Completely Fair Scheduler (CFS)

Relevant source files

This document covers the Completely Fair Scheduler (CFS) implementation provided by the scheduler crate. The CFS implementation aims to provide fair CPU time allocation among tasks based on virtual runtime calculations and supports priority adjustment through nice values.

For information about the overall scheduler architecture and BaseScheduler trait, see Core Architecture. For comparisons with other scheduler implementations, see Scheduler Comparison.

Purpose and Fairness Model

The CFScheduler implements a simplified version of the Linux Completely Fair Scheduler algorithm. It maintains fairness by tracking virtual runtime for each task and always selecting the task with the lowest virtual runtime for execution. Tasks with higher priority (lower nice values) accumulate virtual runtime more slowly, allowing them to run more frequently.

Key Fairness Principles:

  • Tasks are ordered by virtual runtime in a red-black tree (implemented as BTreeMap)
  • Virtual runtime accumulates based on actual execution time and task weight
  • Higher priority tasks (negative nice values) get lower weights, accumulating vruntime slower
  • The scheduler always picks the leftmost task (lowest virtual runtime) from the tree

Sources: src/cfs.rs(L100 - L122) 

Core Data Structures

CFSTask Wrapper

The CFSTask<T> struct wraps user tasks with CFS-specific metadata:

FieldTypePurpose
innerTThe wrapped user task
init_vruntimeAtomicIsizeInitial virtual runtime baseline
deltaAtomicIsizeAccumulated execution time delta
niceAtomicIsizePriority value (-20 to 19 range)

» **WRITTEN REQUEST**
Write out the passage of the CFS scheduler page above word for word, from "Purpose and Fairness" to "src/cfs.rs(L100 - L122)".

» **INFORMATION GIVEN**
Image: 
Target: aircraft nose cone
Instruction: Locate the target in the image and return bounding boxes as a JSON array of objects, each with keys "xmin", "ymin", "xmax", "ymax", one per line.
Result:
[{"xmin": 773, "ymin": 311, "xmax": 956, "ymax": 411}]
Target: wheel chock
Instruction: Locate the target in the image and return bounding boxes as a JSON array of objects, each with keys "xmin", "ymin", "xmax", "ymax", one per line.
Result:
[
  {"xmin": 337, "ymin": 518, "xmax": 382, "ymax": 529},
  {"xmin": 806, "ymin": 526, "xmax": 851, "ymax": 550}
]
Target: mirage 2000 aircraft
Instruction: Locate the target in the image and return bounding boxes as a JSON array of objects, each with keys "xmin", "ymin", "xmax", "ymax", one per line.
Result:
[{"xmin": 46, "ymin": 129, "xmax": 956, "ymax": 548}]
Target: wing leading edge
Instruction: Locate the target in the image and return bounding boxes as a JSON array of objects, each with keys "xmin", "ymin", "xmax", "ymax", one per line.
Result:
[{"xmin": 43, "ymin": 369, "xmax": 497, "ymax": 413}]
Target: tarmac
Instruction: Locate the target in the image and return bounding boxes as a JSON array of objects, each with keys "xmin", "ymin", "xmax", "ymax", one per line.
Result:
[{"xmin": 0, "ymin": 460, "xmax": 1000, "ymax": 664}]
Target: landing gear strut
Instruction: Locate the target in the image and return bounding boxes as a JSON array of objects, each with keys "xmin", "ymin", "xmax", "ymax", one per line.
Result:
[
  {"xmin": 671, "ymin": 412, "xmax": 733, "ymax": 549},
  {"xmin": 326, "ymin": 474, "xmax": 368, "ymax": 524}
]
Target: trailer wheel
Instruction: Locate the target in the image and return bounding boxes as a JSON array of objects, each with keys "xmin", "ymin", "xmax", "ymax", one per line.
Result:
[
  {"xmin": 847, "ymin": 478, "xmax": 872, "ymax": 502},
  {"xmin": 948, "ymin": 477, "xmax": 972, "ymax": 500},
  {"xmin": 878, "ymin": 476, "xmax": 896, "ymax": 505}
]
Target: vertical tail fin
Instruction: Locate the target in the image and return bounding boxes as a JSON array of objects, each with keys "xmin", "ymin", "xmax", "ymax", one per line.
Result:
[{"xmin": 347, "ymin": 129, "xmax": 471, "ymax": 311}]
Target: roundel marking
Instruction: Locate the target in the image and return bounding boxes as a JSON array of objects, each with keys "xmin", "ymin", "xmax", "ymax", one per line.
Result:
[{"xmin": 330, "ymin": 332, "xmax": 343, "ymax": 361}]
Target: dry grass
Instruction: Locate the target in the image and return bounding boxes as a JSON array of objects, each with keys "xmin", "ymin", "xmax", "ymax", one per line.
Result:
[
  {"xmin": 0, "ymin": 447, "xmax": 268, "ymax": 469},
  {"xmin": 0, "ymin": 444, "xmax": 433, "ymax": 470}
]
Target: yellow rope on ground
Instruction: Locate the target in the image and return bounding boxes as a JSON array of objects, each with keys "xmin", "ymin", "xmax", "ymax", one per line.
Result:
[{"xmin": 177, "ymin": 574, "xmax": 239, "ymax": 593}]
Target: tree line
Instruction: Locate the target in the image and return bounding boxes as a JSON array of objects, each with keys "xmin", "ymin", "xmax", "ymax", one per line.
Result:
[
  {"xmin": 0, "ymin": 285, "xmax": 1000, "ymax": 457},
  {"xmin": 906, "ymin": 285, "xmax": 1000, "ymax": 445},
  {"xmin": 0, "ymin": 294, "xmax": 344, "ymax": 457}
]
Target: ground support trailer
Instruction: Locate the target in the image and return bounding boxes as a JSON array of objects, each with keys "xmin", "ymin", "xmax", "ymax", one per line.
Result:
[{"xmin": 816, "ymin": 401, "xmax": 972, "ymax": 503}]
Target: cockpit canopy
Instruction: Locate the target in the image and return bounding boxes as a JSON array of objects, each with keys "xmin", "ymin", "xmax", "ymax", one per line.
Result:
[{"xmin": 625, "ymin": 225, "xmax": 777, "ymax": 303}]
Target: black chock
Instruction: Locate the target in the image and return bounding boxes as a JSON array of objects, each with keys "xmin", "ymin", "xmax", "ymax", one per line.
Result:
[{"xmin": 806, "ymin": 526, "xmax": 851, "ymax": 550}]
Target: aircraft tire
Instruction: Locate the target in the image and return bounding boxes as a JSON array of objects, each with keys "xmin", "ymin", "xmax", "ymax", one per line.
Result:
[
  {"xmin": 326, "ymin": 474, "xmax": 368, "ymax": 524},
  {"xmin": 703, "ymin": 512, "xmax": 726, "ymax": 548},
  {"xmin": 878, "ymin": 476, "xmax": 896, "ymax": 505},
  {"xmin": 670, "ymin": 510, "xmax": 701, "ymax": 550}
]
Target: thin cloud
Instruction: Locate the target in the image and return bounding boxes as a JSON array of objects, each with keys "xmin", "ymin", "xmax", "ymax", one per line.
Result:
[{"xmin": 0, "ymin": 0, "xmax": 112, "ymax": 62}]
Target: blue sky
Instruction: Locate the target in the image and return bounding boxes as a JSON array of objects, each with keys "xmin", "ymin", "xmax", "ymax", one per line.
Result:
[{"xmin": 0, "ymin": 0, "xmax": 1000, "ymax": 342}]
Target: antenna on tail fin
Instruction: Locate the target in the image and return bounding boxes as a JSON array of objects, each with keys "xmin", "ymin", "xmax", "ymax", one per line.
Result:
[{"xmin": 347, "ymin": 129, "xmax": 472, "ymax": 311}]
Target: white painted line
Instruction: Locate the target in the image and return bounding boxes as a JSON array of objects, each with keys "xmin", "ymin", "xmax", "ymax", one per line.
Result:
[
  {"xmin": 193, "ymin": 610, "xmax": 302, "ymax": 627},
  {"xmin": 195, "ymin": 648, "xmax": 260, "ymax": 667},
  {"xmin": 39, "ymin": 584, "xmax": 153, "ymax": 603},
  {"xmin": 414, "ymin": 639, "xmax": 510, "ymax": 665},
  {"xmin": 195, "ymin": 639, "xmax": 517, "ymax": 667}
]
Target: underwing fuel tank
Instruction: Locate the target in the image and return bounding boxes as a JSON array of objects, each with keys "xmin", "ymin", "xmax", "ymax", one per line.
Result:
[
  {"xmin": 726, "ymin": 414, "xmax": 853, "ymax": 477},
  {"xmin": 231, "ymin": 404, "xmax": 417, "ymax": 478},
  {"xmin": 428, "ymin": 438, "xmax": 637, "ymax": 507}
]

» **WORKED ANSWER**
Purpose and Fairness Model

The CFScheduler implements a simplified version of the Linux Completely Fair Scheduler algorithm. It maintains fairness by tracking virtual runtime for each task and always selecting the task with the lowest virtual runtime for execution. Tasks with higher priority (lower nice values) accumulate virtual runtime more slowly, allowing them to run more frequently.

Key Fairness Principles:

  • Tasks are ordered by virtual runtime in a red-black tree (implemented as BTreeMap)
  • Virtual runtime accumulates based on actual execution time and task weight
  • Higher priority tasks (negative nice values) get lower weights, accumulating vruntime slower
  • The scheduler always picks the leftmost task (lowest virtual runtime) from the tree

Sources: src/cfs.rs(L100 - L122)